* [DOCUMENT]
Directement issue de ce concept de « nouvelle société », la loi du 16 juillet 1971
« architecture » le système français de la formation professionnelle, composante de l’éducation permanente, en posant le principe du « droit à la formation » sur le temps de travail. Les entreprises ayant plus de 10 salariés ont désormais une obligation de formation à hauteur de 0,80 % de la masse salariale brute. Le législateur posait ainsi le principe d’un financement privé de la formation professionnelle créant mécaniquement un marché de la formation soumis à la loi de l’offre et de la demande. La loi dite
« Delors » du nom du conseiller social du Premier ministre organisait ainsi la formation professionnelle continue comme un outil d’adaptation des entreprises.

Le texte
Article 1 de la loi du 16 juillet 1971

La formation professionnelle permanente constitue une obligation nationale. Elle comporte une formation initiale et des formations ultérieures destinées aux adultes et aux jeunes déjà engagés dans la vie active ou qui s’y engagent.

Ces formations ultérieures constituent la formation professionnelle continue.

La formation professionnelle continue fait partie de l’éducation permanente. Elle a pour objet de permettre l’adaptation des travailleurs au changement des techniques et des conditions de travail, de favoriser leur promotion sociale par l’accès aux différents niveaux de la culture et de la qualification professionnelle et leur contribution au développement culturel, économique et social.

* [EXTRAIT DES DONNÉES]
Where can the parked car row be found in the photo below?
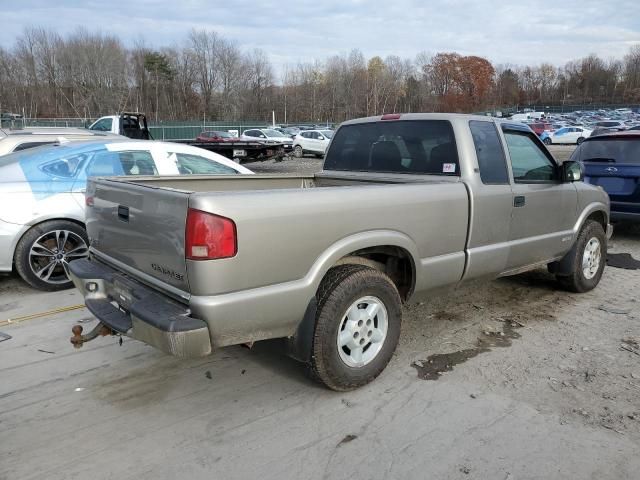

* [CONSIGNE 1] Recopiez le passage du document sur la loi du 16 juillet 1971 compris entre « La formation professionnelle permanente » et « économique et social. », bornes incluses.
* [CONSIGNE 2] D'après le document sur la loi du 16 juillet 1971, quelle part de leur masse salariale brute les entreprises de plus de 10 salariés doivent-elles consacrer à la formation ?
* [CONSIGNE 3] Rédigez la suite du texte sur la loi du 16 juillet 1971 à partir de l'endroit où il s'arrête.

* [RÉPONSE ATTENDUE 1]
La formation professionnelle permanente constitue une obligation nationale. Elle comporte une formation initiale et des formations ultérieures destinées aux adultes et aux jeunes déjà engagés dans la vie active ou qui s’y engagent.

Ces formations ultérieures constituent la formation professionnelle continue.

La formation professionnelle continue fait partie de l’éducation permanente. Elle a pour objet de permettre l’adaptation des travailleurs au changement des techniques et des conditions de travail, de favoriser leur promotion sociale par l’accès aux différents niveaux de la culture et de la qualification professionnelle et leur contribution au développement culturel, économique et social.

* [RÉPONSE ATTENDUE 2] 0,80 % de la masse salariale brute.

* [RÉPONSE ATTENDUE 3]
L’État, les collectivités locales, les établissements publics, les établissements d’enseignement publics et privés, les associations, les organisations professionnelles, syndicales et familiales, ainsi que les entreprises, concourent à l’assurer.

Près d’un demi-siècle plus tard, et malgré les 14 réformes et aménagements successifs, le bilan est un désastre alors que « toutes les études internationales, toutes les expériences, toutes les analyses montrent en effet que l’emploi est moins lié aux conditions de recrutement et de licenciement qu’au niveau de compétences des travailleurs : plus on est formé, tout au long de sa vie, moins on a de risque d’être chômeur ». Plusieurs éléments expliquent ce résultat :

– Alors que la France s’est engagée dès 1985 à « amener 80 % d’une classe d’âge au niveau du baccalauréat » suite en 1968 à la création du bac technologique, le marché de l’emploi des jeunes n’est pas pour autant régulé compte tenu de la rupture de valeur entre Éducation nationale, enseignement supérieur et formation professionnelle. 120 000 jeunes entrent annuellement toujours sur le marché du travail sans aucune qualification, sans aucune formation3

– L’atomisation des moyens, de ses financeurs et des utilisateurs : entre « le marché Delors » de la formation, la formation consommée en interne par les entreprises, celle destinée aux administrations, celle mise en oeuvre par les régions à destination des apprentis ou des demandeurs d’emploi, celle correspondant à des interventions de l’État ou celle irriguée par d’autres acteurs institutionnels telles les chambres de commerce et d’industrie, la formation professionnelle est un labyrinthe : la France compte 80 000 organismes de formation pour 15 000 en Grande-Bretagne et 10 000 en Allemagne.

– L’illisibilité de l’offre trop souvent insuffisamment corrélée aux enjeux de développements économiques territoriaux et de filières contribue peu à la qualification en profondeur des territoires, alimente trop de strates d’emplois précaires, peu rémunérés et souvent peu qualifiés.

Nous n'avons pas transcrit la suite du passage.